История русского шансона
Шрифт:
Так в СССР, во времена тотальной нехватки всего — от табака до гвоздей — жаргонное слово обрело второй смысл — «полезные связи», благодаря которым можно получить какие-то блага в обход общепринятых правил.
Все это занимательно, но все же какую песню считали «блатной»?
Первые годы советской власти таковыми полагали только песни о преступном элементе с активным использованием в тексте воровского арго, т. е. «блатной музыки».
В журнале «Цирк и эстрада» (1929 г.) безымянный автор сокрушался:
«Наряду с неприкрытой „салонной“ и не салонной пошлостью эстрада широко культивирует элементы уличной, „блатной“ песни. Недавно в одном провинциальном рабочем клубе один из многих „авторов-юмористов“ исполнил приводимую южную воровскую песню, благодаря яркости своего фольклора могущую стать украшением любого рассказа Бабеля:
Гоп со смыком — это буду я. Так послушайте меня, мои друзья: РемесломДалее песня рассказывает о том, как герой мечтает, умерев в тюрьме, случайно вместо ада попасть в рай:
В раю я живо на гастроли выйду, Возьму с собою фомку, шпалер, выдру, И я бога на тихую, Окалечу на сухую. Я его на много не обижу, Бог от этого не обеднеет, А если что возьму — не пожалеет. Там слитки золота, караты, В серебре висят халаты. Дай бог нам иметь, что бог имеет. Потом пойду к пророку Моисею И передам поклон от всех евреев, Там устрою я преграду, Может что-нибудь украду…Если это называется „антирелигиозной“ пропагандой, то что же тогда назвать пропагандой хулиганства?»

**НАБОР ДАННЫХ**
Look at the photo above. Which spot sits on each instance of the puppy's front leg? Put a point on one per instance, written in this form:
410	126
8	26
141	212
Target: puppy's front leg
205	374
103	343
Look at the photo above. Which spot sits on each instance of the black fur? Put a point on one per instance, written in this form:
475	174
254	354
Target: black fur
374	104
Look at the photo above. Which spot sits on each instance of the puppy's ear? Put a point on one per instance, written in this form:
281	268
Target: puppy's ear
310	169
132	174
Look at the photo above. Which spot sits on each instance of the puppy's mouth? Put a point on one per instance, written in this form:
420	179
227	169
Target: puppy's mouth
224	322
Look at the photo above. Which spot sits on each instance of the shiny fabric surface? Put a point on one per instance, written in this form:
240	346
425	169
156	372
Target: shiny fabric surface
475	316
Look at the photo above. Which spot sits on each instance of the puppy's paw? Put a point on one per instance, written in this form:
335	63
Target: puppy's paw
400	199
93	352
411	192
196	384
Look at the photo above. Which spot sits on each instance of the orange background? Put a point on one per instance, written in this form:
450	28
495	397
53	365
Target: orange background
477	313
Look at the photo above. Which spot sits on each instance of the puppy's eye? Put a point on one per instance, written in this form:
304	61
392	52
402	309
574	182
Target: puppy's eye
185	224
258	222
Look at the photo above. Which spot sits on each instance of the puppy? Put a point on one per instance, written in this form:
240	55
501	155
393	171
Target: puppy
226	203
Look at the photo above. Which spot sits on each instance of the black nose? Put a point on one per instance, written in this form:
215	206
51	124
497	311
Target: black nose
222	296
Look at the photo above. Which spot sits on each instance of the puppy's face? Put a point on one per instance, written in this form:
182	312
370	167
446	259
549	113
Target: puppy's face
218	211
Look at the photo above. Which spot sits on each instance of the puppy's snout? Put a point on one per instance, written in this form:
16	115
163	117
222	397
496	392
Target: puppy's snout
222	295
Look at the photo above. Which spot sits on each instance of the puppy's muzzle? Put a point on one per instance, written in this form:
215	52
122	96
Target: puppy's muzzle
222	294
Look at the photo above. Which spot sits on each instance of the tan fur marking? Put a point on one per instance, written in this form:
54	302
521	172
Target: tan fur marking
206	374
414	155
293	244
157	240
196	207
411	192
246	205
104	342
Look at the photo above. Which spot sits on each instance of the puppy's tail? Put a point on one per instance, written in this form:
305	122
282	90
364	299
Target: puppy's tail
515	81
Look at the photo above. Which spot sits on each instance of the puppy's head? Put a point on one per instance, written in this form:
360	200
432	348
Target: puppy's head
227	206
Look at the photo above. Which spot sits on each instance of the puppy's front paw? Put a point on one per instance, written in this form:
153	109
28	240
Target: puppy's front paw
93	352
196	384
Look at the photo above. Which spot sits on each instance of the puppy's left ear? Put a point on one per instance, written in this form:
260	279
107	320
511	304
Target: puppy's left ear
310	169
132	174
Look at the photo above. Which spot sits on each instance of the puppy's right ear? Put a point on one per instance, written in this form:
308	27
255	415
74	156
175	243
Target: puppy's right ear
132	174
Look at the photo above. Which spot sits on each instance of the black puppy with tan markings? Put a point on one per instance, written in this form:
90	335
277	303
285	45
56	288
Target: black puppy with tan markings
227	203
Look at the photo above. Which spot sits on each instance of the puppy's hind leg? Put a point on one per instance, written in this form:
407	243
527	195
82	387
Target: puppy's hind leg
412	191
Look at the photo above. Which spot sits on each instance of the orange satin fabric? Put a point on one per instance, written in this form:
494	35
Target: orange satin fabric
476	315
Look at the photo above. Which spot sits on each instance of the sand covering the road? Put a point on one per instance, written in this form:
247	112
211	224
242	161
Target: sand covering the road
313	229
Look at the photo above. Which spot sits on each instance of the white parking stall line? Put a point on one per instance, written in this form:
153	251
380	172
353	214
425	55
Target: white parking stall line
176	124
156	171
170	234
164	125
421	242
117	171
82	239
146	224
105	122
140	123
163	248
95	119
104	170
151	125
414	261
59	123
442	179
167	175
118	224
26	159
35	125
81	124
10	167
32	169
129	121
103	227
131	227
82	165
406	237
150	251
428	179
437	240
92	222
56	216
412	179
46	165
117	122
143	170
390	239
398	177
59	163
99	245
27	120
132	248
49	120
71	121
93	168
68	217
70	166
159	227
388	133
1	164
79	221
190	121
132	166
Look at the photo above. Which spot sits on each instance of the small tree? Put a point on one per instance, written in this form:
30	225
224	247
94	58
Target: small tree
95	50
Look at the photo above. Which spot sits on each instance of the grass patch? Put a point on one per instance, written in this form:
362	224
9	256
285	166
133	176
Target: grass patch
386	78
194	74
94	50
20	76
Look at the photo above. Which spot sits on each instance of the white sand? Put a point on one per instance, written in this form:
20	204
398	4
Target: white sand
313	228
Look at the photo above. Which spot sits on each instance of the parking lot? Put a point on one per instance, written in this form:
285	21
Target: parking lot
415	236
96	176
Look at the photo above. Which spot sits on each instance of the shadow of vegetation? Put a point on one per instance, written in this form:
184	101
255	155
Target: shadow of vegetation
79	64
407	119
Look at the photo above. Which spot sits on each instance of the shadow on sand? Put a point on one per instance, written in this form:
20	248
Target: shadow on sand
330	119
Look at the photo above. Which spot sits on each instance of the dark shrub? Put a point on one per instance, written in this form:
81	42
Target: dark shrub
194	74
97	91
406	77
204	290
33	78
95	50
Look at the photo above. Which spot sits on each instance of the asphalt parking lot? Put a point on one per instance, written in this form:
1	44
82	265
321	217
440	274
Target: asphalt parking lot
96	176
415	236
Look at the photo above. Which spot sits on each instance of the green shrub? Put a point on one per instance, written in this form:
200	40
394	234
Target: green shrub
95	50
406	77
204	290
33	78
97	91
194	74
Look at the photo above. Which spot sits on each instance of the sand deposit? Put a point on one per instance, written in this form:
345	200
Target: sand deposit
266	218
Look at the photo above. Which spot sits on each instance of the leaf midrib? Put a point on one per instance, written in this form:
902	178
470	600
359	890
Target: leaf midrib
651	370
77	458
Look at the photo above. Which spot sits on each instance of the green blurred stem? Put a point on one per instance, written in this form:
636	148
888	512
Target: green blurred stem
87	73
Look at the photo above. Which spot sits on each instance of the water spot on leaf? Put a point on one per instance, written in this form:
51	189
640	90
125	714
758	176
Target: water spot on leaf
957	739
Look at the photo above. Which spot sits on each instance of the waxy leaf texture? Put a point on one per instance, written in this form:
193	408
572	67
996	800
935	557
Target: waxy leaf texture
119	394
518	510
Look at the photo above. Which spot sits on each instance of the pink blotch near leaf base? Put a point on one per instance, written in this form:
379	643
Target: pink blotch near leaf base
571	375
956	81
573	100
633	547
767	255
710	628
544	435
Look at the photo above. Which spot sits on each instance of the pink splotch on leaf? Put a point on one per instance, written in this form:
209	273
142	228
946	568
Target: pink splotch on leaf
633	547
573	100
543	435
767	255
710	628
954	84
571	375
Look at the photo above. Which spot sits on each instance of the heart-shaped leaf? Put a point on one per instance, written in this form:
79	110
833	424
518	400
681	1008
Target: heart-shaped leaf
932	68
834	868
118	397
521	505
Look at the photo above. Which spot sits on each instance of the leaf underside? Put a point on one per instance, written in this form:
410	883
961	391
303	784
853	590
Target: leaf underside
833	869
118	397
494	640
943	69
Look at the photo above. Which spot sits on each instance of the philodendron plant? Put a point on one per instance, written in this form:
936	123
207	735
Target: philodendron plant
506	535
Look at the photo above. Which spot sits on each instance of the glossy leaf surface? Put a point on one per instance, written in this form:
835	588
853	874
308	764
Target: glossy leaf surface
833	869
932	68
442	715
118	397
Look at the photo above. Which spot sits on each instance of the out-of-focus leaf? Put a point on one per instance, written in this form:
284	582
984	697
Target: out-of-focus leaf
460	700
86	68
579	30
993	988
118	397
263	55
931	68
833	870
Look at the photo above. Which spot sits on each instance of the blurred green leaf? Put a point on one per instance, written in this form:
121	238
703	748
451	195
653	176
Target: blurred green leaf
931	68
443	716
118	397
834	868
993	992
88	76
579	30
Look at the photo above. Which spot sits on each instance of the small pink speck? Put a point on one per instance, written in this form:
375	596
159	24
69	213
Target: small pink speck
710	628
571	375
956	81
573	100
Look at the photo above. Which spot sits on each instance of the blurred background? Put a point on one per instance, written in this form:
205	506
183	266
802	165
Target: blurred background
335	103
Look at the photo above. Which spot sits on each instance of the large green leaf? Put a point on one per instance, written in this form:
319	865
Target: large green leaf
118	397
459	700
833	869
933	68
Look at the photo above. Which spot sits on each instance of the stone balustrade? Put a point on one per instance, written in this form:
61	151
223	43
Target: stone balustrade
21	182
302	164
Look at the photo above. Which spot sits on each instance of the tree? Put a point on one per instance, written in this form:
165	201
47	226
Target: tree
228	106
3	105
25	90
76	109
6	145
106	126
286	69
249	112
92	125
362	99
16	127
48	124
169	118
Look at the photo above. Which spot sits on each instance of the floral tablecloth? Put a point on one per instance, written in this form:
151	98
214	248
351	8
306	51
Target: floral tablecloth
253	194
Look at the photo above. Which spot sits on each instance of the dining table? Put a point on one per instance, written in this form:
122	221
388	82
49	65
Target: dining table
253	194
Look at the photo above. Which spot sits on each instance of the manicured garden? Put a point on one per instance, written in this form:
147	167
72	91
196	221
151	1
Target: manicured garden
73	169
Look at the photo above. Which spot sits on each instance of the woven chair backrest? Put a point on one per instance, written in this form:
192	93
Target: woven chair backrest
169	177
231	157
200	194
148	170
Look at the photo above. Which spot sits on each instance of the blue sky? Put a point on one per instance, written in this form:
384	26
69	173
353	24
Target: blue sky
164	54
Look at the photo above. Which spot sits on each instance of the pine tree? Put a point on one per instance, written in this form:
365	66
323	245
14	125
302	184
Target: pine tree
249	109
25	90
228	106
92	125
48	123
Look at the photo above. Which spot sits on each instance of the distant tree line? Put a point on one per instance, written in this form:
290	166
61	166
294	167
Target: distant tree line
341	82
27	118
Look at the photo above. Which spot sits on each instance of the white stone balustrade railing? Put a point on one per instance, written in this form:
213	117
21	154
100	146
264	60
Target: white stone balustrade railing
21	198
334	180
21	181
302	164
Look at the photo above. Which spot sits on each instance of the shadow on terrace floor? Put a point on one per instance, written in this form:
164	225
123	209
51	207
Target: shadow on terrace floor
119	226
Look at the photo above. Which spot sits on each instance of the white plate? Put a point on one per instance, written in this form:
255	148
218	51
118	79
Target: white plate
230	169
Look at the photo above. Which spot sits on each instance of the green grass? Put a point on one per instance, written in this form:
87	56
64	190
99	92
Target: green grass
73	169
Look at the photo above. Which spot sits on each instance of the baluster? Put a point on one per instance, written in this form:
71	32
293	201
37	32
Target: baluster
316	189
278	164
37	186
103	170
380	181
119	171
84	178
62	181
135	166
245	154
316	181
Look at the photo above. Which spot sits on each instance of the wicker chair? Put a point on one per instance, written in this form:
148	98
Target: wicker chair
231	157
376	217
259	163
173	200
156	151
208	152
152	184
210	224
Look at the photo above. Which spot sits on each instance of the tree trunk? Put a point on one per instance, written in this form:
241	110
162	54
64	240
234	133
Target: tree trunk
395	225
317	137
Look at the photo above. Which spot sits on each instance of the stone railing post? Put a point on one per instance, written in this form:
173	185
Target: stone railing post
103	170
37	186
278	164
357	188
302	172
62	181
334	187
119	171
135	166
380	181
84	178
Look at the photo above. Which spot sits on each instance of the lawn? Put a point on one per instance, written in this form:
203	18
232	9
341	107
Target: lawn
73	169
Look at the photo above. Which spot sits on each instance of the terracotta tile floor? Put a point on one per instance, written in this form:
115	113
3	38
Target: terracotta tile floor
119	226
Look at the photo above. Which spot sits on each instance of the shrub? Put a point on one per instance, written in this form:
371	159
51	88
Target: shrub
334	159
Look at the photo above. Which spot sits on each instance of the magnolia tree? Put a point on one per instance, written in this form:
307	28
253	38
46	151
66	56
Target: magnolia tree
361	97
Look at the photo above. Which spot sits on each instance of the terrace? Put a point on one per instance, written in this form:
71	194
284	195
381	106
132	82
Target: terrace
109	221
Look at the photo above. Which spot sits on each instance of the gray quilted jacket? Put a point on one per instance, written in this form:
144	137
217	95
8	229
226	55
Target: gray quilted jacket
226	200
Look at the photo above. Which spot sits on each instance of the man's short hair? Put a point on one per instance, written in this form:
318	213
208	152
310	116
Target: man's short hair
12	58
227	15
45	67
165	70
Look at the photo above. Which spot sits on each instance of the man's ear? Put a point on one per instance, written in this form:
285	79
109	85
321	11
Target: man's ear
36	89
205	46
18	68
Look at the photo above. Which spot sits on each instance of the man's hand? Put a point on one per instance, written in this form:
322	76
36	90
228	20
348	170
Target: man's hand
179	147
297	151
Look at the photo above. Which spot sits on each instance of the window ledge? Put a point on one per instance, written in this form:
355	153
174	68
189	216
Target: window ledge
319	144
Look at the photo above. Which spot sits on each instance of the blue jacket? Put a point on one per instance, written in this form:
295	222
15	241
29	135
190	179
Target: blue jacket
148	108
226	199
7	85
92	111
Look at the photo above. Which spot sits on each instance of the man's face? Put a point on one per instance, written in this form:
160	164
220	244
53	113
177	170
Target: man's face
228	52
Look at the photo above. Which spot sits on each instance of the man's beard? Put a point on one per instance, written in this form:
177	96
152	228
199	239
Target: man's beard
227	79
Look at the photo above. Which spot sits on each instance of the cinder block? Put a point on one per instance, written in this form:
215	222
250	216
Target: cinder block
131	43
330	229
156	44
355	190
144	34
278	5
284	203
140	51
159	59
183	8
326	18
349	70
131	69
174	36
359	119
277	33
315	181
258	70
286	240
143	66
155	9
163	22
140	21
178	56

**ЗАДАНИЯ**
1) Изложите текст о блатной песне в двух предложениях.
2) Продолжите текст о блатной песне, начав сразу после его последнего предложения.

**ОЖИДАЕМЫЕ ОТВЕТЫ**
1) В первые годы советской власти блатными считались только песни о преступном элементе, в которых активно использовалось воровское арго. В 1929 году безымянный автор журнала «Цирк и эстрада» сетовал, что эстрада культивирует элементы уличной блатной песни, и приводил в пример южную воровскую песню, исполненную в провинциальном рабочем клубе, называя ее пропагандой хулиганства.

2)
Интересно в статье не столько упоминание интересующего нас термина, сколько первая фраза материала, где автор примешивает к «блату» и «уличную» песню, и «салонный» романс, и прочую «не салонную пошлость» (так в то время вуалировали цыганщину), вольно или невольно расширяя рамки жанра.
Странно, что реальные репрессии в отношении вокального искусства начались поздно, лишь в самом конце 20-х, ведь инструменты цензуры появились в республике Советов гораздо раньше.
В феврале 1923 года согласно постановлению Совнаркома был создан Комитет по контролю за зрелищами и репертуаром — Главрепертком, который возглавил старый большевик Платон Керженцев.
Уже в 1924 г. создается Коллегия по контролю граммофонного репертуара.
Ею составлялись и издавались «Списки граммофонных пластинок, подлежащих изъятию из продажи». Циркуляр Главреперткома от 25 мая 1925 г. требовал от всех Гублитов установить строгий контроль за распространением и ввозом грампластинок в СССР.
Запрещались и конфисковались «через органы Политконтроля ОГПУ» пластинки «монархического, патриотического, империалистического содержания; порнографические, оскорбляющие достоинство женщин, с пренебрежительным отношением к „мужику“» и т. д.
Циркуляром Главреперткома от 2 июля 1924 г. был запрещен фокстрот как танец, представляющий собой, по мнению экспертов цензуры, «салонную имитацию полового акта и всякого рода физиологических извращений».
В случае нарушения цензурных инструкций Главлит имел право передать дело в органы внутренних дел.
ГПУ и НКВД принимали также участие в руководстве Реперткомом.
Для обеспечения возможности осуществления контроля над исполнением произведений всем зрелищным предприятиям было предписано отводить по одному постоянному месту, не далее четвертого ряда, а также бесплатные вешалки и программы, представителям Реперткома ГПУ.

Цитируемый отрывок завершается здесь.